Task set:
1. In the anchor winch thread, how much extra beyond the winch's price does easler24 say to plan on spending?
2. In the anchor winch thread, rewrite the part that opens with the words containing "The winch made" and closes with "- per Larry.", swapping "plastic" for "nylon".
3. What is the Spanish translation of this sentence from the anchor winch thread: "You won't regret getting a high speed anchor."

# River anchor winch question.



## NCL

While trolling craigslist the other day, happened to see a post on a winch set up from a guy in cadilac.He said his name was Bob. They were 12/24 v winches, and the craftsmanship looked pretty decient. Priced around 850$ if I remember correctly. Being in the market for a winch myself, I was wondering if anyone has had any experience with this particular outfit?


----------



## Roger That

Seen it, looked like a River Larry. They rule, most people either run those or a Tracy's winch. The 24V winch Tracy makes is pretty sick these days.


----------



## Roger That

Actually, I don't know who the manf. is now that I blew the pic up. looks like a good unit


----------



## easler24

I would contact the guy about this and see if maybe you can see the winch in action before buying. It does look very similar to the River Larry's and Tracy's winches. I have a 24V River Larry and it is sweet. Very fast and easy to use. The rope that he is using looks like the low absorbancy rope that Tracy and Larry use too. 

Keep in mind that although these are not too complex in terms of wiring, they might be a challenge to install. You have to mount the tower solidly to the bolt, and in the correct place. 

There are also a few more parts that you are going to have to get, notably batteries and heavy gauge wire, connections to battery, etc. It is not going to be cheap for those parts. Look at spending at least $100 extra beyond the price of the winch itself, and if you need an extra battery then you have that cost as well. 

You won't regret getting a high speed anchor. I wouldn't have it any other way. I have a 80+ pound anchor that I keep on year round and never have to worry about slipping wherever I go.


----------



## rieverr

i call and talk to the guy weeks ago.. sounds like a stairt shooter. all top of the line parts. says he makes them in his spare time and always has a few on hand. u can turn the motor to where u would like it up down backwards the other side if u want, plus if i remeber right he guides too.


----------



## SkiTownSportsman

Does anyone have any experience with the "wicked winch" made by head hunter guides in kzoo? 

posted using Outdoor Hub Campfire


----------



## Hardkorsteeliedude

The winch made by the folks in the Kzoo area is good but after doing some research and talking with some guide buds the gears that are used in this set up are plastic so they won't last as long as metal gears. Expect to spend about $1150 to $1300 with labor, parts and winch system to build to your boat.

River Larry is setting up my system (referred to him by a good guide bud) and flat out asked River Larry 12 or 24 volt system. He indicated to use only 12 Volt system as 24 volt does have issues that have to be re-packed every year versus a 12 volt system every 3 years. Cost is about $30-$40 bucks to repack - per Larry.

River Larry winches will hold up to 110 lbs with ease as I am sure Tracey's do too but that much weight is extra on the front end of the boat especially with batteries in the front area to needs to be taken into consideration. Much better off to have 70 lb pyramid and then another 15 lbs of chain to clip onto the pyramid for fast water if needed.

Material shown:
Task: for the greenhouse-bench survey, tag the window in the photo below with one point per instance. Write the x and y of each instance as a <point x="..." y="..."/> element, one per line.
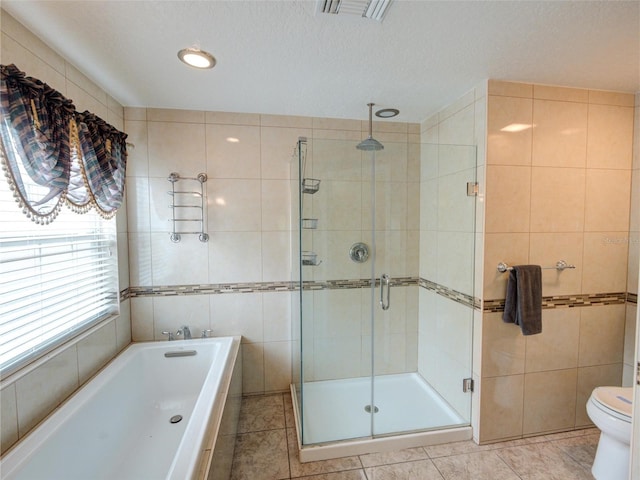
<point x="56" y="280"/>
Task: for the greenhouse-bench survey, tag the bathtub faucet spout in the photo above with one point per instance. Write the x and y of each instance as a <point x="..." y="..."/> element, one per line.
<point x="184" y="330"/>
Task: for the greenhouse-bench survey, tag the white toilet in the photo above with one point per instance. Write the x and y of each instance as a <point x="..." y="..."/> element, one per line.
<point x="610" y="410"/>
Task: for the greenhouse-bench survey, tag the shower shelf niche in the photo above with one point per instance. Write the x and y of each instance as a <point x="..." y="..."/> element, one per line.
<point x="310" y="259"/>
<point x="188" y="207"/>
<point x="309" y="223"/>
<point x="310" y="185"/>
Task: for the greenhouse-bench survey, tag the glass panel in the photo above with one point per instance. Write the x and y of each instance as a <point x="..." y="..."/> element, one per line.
<point x="361" y="370"/>
<point x="334" y="327"/>
<point x="296" y="300"/>
<point x="422" y="343"/>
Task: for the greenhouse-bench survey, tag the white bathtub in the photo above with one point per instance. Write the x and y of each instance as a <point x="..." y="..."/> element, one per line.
<point x="118" y="426"/>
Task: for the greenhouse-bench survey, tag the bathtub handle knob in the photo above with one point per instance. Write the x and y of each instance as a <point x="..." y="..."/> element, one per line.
<point x="170" y="334"/>
<point x="206" y="333"/>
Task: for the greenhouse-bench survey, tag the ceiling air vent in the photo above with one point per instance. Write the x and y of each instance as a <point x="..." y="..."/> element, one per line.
<point x="373" y="9"/>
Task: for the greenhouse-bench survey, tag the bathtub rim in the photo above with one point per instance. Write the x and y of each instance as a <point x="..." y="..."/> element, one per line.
<point x="33" y="440"/>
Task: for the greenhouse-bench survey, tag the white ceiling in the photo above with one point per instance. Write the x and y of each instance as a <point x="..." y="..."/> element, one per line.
<point x="282" y="57"/>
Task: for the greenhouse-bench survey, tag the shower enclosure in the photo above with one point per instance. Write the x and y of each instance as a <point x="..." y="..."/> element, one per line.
<point x="382" y="322"/>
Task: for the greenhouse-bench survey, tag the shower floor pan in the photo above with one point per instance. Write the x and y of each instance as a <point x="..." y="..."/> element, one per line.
<point x="337" y="421"/>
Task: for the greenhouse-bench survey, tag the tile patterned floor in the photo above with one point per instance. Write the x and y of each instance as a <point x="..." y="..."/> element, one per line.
<point x="266" y="450"/>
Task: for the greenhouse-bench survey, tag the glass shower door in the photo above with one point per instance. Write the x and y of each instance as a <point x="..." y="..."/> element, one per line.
<point x="421" y="311"/>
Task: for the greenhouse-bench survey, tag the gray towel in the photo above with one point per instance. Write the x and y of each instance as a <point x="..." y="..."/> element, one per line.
<point x="523" y="304"/>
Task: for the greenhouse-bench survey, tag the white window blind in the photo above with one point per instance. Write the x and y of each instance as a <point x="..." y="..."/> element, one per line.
<point x="56" y="280"/>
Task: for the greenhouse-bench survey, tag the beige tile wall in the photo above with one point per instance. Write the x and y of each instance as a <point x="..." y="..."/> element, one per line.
<point x="248" y="219"/>
<point x="29" y="395"/>
<point x="558" y="187"/>
<point x="634" y="255"/>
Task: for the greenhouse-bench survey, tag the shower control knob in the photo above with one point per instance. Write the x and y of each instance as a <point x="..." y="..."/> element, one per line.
<point x="359" y="252"/>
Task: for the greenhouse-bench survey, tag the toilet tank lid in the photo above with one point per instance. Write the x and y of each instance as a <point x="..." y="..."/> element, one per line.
<point x="616" y="398"/>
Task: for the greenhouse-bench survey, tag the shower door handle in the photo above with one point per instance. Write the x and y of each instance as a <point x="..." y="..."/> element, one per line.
<point x="385" y="282"/>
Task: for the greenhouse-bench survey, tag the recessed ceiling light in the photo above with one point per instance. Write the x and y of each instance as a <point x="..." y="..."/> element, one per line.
<point x="197" y="58"/>
<point x="387" y="112"/>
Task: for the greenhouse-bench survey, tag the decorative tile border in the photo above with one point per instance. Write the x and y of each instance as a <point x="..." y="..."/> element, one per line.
<point x="567" y="301"/>
<point x="257" y="287"/>
<point x="459" y="297"/>
<point x="496" y="305"/>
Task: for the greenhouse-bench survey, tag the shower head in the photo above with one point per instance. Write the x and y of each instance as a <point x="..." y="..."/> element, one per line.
<point x="370" y="144"/>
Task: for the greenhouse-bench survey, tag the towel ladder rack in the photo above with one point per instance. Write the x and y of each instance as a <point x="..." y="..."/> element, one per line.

Expected outputs:
1. At least $100.

2.
The winch made by the folks in the Kzoo area is good but after doing some research and talking with some guide buds the gears that are used in this set up are nylon so they won't last as long as metal gears. Expect to spend about $1150 to $1300 with labor, parts and winch system to build to your boat.

River Larry is setting up my system (referred to him by a good guide bud) and flat out asked River Larry 12 or 24 volt system. He indicated to use only 12 Volt system as 24 volt does have issues that have to be re-packed every year versus a 12 volt system every 3 years. Cost is about $30-$40 bucks to repack - per Larry.

3. No te arrepentirás de conseguir un ancla de alta velocidad.